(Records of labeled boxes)
** begin **

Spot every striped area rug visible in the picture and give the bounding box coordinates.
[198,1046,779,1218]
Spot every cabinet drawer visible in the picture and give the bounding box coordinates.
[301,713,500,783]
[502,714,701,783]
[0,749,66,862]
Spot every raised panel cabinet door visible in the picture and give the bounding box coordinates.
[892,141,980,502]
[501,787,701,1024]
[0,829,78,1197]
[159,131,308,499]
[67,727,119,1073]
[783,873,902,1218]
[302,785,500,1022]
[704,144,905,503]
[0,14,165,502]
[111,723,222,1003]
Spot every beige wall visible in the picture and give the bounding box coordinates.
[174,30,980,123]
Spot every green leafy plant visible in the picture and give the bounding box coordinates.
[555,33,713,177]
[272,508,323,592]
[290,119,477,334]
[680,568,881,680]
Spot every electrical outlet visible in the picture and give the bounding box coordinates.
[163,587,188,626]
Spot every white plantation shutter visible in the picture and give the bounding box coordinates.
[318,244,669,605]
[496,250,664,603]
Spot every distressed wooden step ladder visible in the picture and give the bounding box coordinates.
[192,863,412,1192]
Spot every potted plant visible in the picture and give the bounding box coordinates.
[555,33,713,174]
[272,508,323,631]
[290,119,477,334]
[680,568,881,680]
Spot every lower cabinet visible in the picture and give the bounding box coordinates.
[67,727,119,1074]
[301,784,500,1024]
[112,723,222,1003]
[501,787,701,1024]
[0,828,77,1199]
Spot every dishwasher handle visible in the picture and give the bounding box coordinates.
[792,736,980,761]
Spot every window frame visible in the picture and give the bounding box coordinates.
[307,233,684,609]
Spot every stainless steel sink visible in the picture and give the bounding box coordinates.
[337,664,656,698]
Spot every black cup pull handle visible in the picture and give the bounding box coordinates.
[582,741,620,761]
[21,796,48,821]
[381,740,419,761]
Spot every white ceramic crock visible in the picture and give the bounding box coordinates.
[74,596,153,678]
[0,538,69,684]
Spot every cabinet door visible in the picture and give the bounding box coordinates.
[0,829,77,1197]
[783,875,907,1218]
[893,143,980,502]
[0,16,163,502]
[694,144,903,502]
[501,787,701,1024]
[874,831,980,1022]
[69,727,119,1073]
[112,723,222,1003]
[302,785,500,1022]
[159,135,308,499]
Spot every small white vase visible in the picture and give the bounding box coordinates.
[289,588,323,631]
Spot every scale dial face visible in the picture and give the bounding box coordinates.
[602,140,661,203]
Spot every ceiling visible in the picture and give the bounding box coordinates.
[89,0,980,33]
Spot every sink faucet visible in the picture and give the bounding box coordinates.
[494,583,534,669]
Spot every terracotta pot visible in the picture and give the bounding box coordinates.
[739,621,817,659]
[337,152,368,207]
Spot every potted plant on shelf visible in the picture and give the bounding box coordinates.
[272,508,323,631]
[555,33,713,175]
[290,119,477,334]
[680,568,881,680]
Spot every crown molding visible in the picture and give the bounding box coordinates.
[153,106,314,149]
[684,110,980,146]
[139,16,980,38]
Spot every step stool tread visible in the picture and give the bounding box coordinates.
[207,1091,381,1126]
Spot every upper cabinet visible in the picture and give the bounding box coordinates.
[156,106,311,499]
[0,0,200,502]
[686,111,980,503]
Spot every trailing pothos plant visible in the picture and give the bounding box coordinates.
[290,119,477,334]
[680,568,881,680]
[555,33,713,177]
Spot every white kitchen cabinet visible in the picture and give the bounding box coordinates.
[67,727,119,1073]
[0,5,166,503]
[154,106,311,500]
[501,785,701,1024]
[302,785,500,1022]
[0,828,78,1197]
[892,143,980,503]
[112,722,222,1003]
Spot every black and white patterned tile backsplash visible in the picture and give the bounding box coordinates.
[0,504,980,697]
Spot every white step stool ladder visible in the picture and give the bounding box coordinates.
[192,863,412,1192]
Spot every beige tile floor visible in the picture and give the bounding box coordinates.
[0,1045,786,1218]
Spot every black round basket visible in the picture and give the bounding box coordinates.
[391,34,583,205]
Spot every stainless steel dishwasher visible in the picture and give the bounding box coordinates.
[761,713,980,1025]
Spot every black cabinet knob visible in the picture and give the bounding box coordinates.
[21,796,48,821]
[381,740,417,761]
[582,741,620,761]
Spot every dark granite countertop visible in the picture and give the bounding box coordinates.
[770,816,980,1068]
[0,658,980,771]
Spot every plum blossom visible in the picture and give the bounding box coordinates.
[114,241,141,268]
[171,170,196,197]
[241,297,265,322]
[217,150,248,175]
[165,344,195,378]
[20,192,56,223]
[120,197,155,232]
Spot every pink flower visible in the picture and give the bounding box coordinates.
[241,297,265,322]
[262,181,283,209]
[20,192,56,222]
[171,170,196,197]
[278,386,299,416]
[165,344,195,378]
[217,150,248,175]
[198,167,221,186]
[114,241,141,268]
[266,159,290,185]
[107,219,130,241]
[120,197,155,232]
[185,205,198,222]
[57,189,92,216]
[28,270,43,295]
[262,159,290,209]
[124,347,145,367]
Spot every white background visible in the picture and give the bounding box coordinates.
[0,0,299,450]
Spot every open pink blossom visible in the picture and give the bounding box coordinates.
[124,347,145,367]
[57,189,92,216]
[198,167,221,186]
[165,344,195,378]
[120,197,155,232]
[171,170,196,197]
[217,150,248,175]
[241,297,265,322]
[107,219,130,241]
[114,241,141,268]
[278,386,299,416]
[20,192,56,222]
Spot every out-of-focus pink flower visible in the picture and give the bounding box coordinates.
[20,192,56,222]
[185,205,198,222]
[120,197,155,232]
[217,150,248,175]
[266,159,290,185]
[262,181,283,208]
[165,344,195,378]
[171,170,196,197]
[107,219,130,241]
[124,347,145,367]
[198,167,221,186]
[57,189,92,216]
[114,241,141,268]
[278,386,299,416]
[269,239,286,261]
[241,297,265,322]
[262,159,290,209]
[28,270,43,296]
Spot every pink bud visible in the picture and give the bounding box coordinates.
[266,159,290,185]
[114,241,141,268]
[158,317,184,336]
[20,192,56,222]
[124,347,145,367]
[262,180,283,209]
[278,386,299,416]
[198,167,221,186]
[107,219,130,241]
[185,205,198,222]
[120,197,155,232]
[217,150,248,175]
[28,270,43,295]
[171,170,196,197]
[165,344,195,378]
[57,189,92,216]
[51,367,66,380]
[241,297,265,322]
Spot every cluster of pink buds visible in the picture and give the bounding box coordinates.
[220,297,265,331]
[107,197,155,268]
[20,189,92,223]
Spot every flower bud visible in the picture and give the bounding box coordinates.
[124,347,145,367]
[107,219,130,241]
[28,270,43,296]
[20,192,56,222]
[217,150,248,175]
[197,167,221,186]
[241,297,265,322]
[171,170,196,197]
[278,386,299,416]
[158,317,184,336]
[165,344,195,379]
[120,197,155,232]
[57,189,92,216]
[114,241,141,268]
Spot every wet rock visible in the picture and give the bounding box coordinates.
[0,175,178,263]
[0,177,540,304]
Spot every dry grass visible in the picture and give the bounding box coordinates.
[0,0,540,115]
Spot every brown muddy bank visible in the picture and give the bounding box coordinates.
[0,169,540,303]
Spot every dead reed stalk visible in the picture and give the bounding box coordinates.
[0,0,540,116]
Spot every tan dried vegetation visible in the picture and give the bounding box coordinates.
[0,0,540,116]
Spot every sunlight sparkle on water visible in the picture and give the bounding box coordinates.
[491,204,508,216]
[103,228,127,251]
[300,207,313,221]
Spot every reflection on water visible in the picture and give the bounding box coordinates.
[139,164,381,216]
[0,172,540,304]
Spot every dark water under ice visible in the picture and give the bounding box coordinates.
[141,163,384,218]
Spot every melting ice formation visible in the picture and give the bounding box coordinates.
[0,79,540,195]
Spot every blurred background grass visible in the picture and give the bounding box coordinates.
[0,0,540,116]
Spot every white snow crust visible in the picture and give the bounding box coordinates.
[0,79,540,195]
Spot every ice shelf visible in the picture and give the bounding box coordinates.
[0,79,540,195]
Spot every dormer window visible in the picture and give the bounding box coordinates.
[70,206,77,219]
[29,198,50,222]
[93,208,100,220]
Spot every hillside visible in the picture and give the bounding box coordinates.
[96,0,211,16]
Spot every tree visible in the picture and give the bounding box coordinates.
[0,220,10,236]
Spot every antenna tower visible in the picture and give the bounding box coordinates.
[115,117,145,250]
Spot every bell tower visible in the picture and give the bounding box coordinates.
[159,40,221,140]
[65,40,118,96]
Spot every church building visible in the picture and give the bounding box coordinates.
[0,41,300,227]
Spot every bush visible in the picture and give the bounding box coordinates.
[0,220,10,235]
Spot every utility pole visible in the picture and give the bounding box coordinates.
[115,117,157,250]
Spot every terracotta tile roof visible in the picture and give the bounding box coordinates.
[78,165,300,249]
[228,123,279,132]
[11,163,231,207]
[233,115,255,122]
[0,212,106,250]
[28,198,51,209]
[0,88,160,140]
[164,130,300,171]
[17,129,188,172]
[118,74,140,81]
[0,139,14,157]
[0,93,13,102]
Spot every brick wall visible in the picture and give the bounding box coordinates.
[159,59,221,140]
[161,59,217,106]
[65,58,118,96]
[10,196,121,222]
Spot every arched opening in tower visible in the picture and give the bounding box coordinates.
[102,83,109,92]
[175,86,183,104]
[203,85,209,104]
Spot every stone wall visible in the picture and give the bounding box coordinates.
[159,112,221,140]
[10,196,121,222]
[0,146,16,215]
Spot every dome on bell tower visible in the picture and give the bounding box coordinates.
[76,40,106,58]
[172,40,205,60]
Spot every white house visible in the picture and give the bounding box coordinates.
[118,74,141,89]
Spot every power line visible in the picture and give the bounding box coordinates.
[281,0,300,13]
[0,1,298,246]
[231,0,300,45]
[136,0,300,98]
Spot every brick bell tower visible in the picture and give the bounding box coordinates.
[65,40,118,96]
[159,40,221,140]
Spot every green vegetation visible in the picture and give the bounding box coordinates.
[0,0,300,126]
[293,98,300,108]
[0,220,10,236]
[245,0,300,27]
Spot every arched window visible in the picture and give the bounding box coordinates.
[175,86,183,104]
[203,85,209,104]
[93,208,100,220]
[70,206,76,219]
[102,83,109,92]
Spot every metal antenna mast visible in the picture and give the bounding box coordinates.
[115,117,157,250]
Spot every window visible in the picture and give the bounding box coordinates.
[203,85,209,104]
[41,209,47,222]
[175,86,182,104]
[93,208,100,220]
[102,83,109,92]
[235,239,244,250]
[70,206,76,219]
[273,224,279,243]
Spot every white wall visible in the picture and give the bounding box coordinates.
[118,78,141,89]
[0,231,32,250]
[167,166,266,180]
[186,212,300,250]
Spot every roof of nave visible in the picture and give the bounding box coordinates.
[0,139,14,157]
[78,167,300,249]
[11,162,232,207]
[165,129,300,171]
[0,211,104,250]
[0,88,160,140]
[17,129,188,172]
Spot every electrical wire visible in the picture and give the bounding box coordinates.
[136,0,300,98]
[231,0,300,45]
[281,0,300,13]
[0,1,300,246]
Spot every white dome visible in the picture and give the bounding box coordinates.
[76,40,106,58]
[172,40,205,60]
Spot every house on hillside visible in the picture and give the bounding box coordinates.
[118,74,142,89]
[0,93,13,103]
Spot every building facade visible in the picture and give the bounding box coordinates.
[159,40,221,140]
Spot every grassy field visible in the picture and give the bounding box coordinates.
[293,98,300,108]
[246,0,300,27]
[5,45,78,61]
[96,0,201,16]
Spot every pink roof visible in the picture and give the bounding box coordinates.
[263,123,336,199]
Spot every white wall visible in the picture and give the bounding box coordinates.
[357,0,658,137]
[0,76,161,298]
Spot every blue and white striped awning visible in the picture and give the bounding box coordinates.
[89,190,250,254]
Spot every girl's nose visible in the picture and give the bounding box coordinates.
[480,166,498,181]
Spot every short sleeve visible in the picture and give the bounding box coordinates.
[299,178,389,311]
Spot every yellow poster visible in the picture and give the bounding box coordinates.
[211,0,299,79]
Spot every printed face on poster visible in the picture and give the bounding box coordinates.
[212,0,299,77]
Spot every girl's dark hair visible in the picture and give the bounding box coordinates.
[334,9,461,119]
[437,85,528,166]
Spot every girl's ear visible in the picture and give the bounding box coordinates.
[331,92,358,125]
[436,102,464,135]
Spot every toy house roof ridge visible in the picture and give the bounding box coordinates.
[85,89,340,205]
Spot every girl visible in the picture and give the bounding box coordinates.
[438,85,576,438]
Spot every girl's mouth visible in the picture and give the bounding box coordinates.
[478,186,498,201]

** end **

■ **TASK INSTRUCTIONS**
Rescale the listing starting with the line containing "Spot every pink roof" and going on through the line containing "[212,0,299,77]", and reproduce only those lines, requests included and left unchanged. Multiply every bounding box coordinate in the answers by 1.3 and round each to a whole number, with halves rounded up.

■ **FINISHED EXERCISE**
Spot every pink roof visible in the picture and give the bounding box coordinates.
[342,160,437,259]
Spot every white wall visible in the picture and give the bounding box coordinates.
[464,0,855,178]
[0,99,209,387]
Spot every blue and white striped awning visible in the picture and give the bounding box coordinates.
[116,247,325,330]
Spot every girl's nose visible in the picture and give the bounding box coordinates.
[624,216,647,235]
Spot every short sleeve visible in the picture and give the bounding box coordinates.
[389,231,506,404]
Spot every yellow poster visible in the picture and give the bounding box coordinates.
[274,0,389,103]
Spot every printed face on poster visible in the picture and give the bounding box coordinates.
[276,0,389,100]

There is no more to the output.